--- SOURCE RECORDS Enclosed Below ---
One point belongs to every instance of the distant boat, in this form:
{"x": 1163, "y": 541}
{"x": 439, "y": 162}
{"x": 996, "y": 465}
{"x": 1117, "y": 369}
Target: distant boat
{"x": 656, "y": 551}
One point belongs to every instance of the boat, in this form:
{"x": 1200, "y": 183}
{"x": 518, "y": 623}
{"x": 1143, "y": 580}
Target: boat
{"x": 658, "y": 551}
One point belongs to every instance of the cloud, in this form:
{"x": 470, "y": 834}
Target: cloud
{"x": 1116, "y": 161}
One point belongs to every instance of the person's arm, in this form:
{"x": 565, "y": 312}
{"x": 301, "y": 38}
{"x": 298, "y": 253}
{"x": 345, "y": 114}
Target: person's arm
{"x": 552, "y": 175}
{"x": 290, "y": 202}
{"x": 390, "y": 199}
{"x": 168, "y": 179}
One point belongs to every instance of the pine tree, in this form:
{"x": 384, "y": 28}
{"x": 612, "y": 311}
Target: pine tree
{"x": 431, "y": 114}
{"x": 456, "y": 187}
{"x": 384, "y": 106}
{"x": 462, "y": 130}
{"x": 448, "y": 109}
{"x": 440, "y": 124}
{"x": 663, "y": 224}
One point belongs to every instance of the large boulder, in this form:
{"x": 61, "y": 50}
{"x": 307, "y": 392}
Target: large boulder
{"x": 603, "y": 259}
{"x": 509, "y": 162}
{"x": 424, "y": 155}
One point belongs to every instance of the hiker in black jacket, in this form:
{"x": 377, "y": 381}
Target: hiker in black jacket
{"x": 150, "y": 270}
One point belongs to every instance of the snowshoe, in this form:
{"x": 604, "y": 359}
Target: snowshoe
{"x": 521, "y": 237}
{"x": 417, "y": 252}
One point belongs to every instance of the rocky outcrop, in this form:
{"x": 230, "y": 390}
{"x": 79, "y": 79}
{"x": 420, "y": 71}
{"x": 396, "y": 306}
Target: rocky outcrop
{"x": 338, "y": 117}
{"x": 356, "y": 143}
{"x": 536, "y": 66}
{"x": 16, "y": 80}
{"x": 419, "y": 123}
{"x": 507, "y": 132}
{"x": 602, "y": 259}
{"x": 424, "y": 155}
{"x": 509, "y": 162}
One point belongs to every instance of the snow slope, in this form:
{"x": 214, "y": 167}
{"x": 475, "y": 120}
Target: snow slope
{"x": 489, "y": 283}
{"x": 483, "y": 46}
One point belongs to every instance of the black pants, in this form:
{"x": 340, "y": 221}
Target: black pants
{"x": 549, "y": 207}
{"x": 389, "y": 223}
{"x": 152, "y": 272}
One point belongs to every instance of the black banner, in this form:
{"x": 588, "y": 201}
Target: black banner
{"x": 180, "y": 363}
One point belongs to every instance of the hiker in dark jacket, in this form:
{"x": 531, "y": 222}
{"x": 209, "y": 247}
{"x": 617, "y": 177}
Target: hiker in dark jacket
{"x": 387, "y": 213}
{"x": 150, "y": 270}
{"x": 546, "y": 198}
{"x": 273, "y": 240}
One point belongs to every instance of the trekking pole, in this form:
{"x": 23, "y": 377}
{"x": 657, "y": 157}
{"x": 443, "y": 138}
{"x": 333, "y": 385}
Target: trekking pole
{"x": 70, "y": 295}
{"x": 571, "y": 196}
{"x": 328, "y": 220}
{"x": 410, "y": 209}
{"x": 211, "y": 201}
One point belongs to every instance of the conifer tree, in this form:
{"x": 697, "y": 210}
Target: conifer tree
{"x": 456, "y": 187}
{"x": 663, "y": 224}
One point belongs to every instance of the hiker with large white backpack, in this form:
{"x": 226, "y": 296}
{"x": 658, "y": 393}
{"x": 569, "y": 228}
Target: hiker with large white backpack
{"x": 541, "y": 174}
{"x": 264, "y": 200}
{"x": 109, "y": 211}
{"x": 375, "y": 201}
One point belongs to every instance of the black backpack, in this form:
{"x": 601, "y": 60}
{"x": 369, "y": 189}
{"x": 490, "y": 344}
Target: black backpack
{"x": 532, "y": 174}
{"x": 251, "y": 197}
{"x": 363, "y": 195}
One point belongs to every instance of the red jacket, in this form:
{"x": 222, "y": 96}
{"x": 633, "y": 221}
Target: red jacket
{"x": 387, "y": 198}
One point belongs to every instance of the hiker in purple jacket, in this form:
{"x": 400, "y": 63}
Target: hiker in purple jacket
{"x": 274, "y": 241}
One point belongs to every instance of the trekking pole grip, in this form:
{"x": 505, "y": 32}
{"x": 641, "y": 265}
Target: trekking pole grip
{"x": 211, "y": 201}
--- End of Enclosed SOURCE RECORDS ---
From the first line to the last, retype the data exactly.

» EXPECTED ANSWER:
One point belongs to every instance of the distant boat, in this form:
{"x": 1163, "y": 541}
{"x": 439, "y": 162}
{"x": 996, "y": 465}
{"x": 1117, "y": 369}
Target: distant boat
{"x": 656, "y": 551}
One point belongs to every instance of the boat, in this form:
{"x": 1200, "y": 183}
{"x": 518, "y": 623}
{"x": 1143, "y": 580}
Target: boat
{"x": 658, "y": 551}
One point belongs to every instance of the cloud, in this form:
{"x": 470, "y": 834}
Target: cloud
{"x": 1116, "y": 161}
One point belongs to every instance of the person's arm, in this form:
{"x": 565, "y": 312}
{"x": 301, "y": 38}
{"x": 298, "y": 253}
{"x": 345, "y": 114}
Target: person's arm
{"x": 552, "y": 175}
{"x": 290, "y": 202}
{"x": 390, "y": 199}
{"x": 168, "y": 179}
One point belongs to every instance of the pine tree, in this form:
{"x": 384, "y": 28}
{"x": 612, "y": 311}
Target: pine tree
{"x": 431, "y": 114}
{"x": 456, "y": 187}
{"x": 384, "y": 106}
{"x": 462, "y": 130}
{"x": 448, "y": 109}
{"x": 440, "y": 124}
{"x": 663, "y": 224}
One point belongs to every instance of the large boulder, in this form:
{"x": 61, "y": 50}
{"x": 307, "y": 392}
Target: large boulder
{"x": 603, "y": 259}
{"x": 509, "y": 162}
{"x": 424, "y": 155}
One point belongs to every instance of the hiker in black jacket, in this form:
{"x": 377, "y": 381}
Target: hiker in black jacket
{"x": 150, "y": 270}
One point belongs to every instance of the snowshoe, in this form:
{"x": 604, "y": 359}
Target: snowshoe
{"x": 521, "y": 237}
{"x": 417, "y": 252}
One point belongs to every instance of the rocky outcrop, in this form:
{"x": 230, "y": 390}
{"x": 79, "y": 79}
{"x": 420, "y": 71}
{"x": 396, "y": 306}
Target: rocky outcrop
{"x": 338, "y": 117}
{"x": 356, "y": 143}
{"x": 536, "y": 66}
{"x": 16, "y": 80}
{"x": 419, "y": 123}
{"x": 507, "y": 132}
{"x": 602, "y": 259}
{"x": 424, "y": 155}
{"x": 509, "y": 162}
One point belongs to every instance of the snow slope, in this form:
{"x": 214, "y": 167}
{"x": 475, "y": 120}
Target: snow slope
{"x": 489, "y": 283}
{"x": 483, "y": 46}
One point belongs to every instance of the black pants, in this form:
{"x": 340, "y": 221}
Target: black pants
{"x": 549, "y": 207}
{"x": 389, "y": 223}
{"x": 152, "y": 272}
One point belongs to every instance of the black banner, in this form:
{"x": 588, "y": 201}
Target: black banner
{"x": 180, "y": 363}
One point belongs to every instance of the hiker in dark jacket, in this form:
{"x": 531, "y": 222}
{"x": 209, "y": 247}
{"x": 617, "y": 177}
Target: hiker in dark jacket
{"x": 387, "y": 213}
{"x": 150, "y": 270}
{"x": 546, "y": 198}
{"x": 273, "y": 240}
One point belongs to every instance of the trekking pole, in this form:
{"x": 23, "y": 377}
{"x": 657, "y": 157}
{"x": 443, "y": 138}
{"x": 333, "y": 385}
Target: trekking pole
{"x": 70, "y": 295}
{"x": 571, "y": 196}
{"x": 328, "y": 220}
{"x": 410, "y": 209}
{"x": 211, "y": 201}
One point belongs to every instance of the conifer tree, in this form:
{"x": 697, "y": 210}
Target: conifer tree
{"x": 456, "y": 187}
{"x": 663, "y": 224}
One point belongs to every instance of the hiker with large white backpack, in this form:
{"x": 226, "y": 296}
{"x": 658, "y": 393}
{"x": 569, "y": 228}
Target: hiker with large white backpack
{"x": 541, "y": 174}
{"x": 264, "y": 200}
{"x": 109, "y": 211}
{"x": 375, "y": 201}
One point belongs to every instance of the black backpack, in this form:
{"x": 601, "y": 60}
{"x": 369, "y": 189}
{"x": 490, "y": 344}
Target: black backpack
{"x": 532, "y": 174}
{"x": 251, "y": 197}
{"x": 363, "y": 195}
One point belongs to every instance of the red jacket, in this form:
{"x": 222, "y": 96}
{"x": 633, "y": 221}
Target: red jacket
{"x": 387, "y": 198}
One point belongs to every instance of the hiker in purple jacket, in this form:
{"x": 400, "y": 63}
Target: hiker in purple jacket
{"x": 274, "y": 241}
One point belongs to every instance of the trekking pole grip, in this form:
{"x": 505, "y": 32}
{"x": 641, "y": 265}
Target: trekking pole grip
{"x": 211, "y": 201}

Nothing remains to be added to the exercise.